Starting at the line containing "Can you find the dark background" and ending at the final line of the records below, format those lines as a Markdown table with columns headed Row and Text. Number each line in order and leave out any blank lines.
++++
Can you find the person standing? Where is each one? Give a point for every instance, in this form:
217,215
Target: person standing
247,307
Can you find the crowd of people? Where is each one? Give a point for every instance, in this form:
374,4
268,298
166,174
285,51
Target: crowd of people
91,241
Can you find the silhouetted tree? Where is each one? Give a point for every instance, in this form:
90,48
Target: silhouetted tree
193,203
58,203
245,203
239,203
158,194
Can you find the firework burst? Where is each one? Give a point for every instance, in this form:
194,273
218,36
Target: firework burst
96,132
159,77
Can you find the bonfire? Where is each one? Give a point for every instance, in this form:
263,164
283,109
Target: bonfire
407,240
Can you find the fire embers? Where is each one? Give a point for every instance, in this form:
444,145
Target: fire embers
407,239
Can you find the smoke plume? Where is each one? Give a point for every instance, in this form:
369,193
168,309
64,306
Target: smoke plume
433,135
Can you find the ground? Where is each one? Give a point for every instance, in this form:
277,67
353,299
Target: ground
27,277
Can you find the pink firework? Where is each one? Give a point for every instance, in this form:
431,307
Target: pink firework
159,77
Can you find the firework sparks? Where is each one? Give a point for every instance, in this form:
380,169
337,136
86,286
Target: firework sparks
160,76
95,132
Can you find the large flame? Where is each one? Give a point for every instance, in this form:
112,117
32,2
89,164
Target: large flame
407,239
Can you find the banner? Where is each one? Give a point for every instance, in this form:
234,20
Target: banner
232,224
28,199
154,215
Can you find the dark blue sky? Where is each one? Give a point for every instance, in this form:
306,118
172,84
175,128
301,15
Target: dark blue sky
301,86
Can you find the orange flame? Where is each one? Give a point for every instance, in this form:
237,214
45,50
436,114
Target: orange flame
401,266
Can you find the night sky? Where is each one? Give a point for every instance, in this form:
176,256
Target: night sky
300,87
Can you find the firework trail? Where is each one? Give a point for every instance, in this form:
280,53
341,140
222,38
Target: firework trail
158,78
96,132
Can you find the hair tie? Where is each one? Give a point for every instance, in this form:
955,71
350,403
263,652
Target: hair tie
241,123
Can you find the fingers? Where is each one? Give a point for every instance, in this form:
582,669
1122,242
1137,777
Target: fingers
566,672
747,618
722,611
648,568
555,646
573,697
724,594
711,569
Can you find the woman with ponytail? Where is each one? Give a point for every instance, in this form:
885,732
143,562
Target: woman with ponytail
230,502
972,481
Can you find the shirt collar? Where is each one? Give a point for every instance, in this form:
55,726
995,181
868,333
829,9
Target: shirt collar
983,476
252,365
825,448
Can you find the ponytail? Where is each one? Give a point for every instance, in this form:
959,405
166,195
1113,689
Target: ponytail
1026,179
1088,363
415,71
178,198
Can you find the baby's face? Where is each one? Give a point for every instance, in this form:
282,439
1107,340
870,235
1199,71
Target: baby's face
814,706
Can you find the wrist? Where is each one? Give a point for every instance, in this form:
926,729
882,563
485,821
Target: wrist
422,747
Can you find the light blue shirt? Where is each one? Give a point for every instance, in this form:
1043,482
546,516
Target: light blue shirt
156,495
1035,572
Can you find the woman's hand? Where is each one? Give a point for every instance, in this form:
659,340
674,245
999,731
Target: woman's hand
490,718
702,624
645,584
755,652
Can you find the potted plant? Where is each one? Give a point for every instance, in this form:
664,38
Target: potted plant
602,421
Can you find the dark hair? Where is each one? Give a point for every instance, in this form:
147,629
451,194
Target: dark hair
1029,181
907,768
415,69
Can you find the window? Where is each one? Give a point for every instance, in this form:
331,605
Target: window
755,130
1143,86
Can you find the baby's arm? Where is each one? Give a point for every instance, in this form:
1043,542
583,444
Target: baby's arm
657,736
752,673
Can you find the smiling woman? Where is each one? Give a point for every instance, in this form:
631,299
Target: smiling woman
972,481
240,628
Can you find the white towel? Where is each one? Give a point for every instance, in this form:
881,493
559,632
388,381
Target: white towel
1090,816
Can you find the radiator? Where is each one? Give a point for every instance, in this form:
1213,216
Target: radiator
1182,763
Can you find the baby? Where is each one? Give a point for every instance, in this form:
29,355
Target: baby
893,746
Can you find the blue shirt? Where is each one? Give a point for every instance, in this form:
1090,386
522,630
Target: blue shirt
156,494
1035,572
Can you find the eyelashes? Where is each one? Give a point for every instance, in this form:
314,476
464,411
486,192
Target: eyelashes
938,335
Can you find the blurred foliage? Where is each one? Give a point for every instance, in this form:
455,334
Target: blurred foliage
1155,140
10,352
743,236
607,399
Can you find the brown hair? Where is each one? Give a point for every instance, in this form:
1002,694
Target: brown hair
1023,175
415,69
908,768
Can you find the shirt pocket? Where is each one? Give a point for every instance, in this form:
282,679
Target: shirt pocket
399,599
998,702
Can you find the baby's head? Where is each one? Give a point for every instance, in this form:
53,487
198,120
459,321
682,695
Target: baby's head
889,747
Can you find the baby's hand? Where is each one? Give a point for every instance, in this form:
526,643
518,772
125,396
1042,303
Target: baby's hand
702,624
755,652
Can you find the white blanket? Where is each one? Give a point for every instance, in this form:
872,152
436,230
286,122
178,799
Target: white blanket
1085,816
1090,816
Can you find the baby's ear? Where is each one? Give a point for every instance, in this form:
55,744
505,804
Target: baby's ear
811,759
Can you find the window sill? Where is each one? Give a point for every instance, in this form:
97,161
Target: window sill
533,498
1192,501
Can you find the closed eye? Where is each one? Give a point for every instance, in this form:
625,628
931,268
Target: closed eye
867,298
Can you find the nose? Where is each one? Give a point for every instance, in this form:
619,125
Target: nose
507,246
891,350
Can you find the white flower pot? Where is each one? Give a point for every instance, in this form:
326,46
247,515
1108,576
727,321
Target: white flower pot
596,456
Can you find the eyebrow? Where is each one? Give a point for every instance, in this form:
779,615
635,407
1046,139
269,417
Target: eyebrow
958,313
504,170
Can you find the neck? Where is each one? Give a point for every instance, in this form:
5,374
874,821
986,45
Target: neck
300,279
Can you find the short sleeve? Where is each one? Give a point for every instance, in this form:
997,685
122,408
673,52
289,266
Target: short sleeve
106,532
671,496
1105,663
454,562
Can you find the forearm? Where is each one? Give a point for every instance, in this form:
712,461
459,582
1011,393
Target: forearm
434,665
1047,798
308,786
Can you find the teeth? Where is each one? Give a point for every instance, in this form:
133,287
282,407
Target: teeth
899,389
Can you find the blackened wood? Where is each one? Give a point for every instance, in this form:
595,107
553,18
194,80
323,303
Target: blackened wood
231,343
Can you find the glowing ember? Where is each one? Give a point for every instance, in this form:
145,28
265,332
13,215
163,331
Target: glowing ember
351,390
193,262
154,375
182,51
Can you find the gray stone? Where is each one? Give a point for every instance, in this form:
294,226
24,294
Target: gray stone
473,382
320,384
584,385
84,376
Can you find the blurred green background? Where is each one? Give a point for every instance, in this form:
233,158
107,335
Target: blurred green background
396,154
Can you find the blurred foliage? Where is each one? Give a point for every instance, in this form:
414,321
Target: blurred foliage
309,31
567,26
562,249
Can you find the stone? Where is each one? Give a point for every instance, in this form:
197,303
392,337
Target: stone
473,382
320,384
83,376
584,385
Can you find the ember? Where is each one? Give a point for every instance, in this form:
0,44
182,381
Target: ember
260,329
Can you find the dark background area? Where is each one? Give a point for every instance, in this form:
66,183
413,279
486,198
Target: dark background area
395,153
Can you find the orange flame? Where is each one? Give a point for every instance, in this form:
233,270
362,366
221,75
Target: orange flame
++++
> _Task result_
| Row | Text |
|---|---|
| 1 | Can you find the dark background area? Where is each one? Give a point for every instance, in this form: |
| 2 | 66,183 |
| 3 | 413,279 |
| 4 | 486,198 |
| 5 | Target: dark background area |
| 6 | 395,153 |
| 7 | Can you find the orange flame? Where is each one? Give a point for every instance, in this form: |
| 8 | 233,270 |
| 9 | 362,366 |
| 10 | 221,75 |
| 11 | Target: orange flame |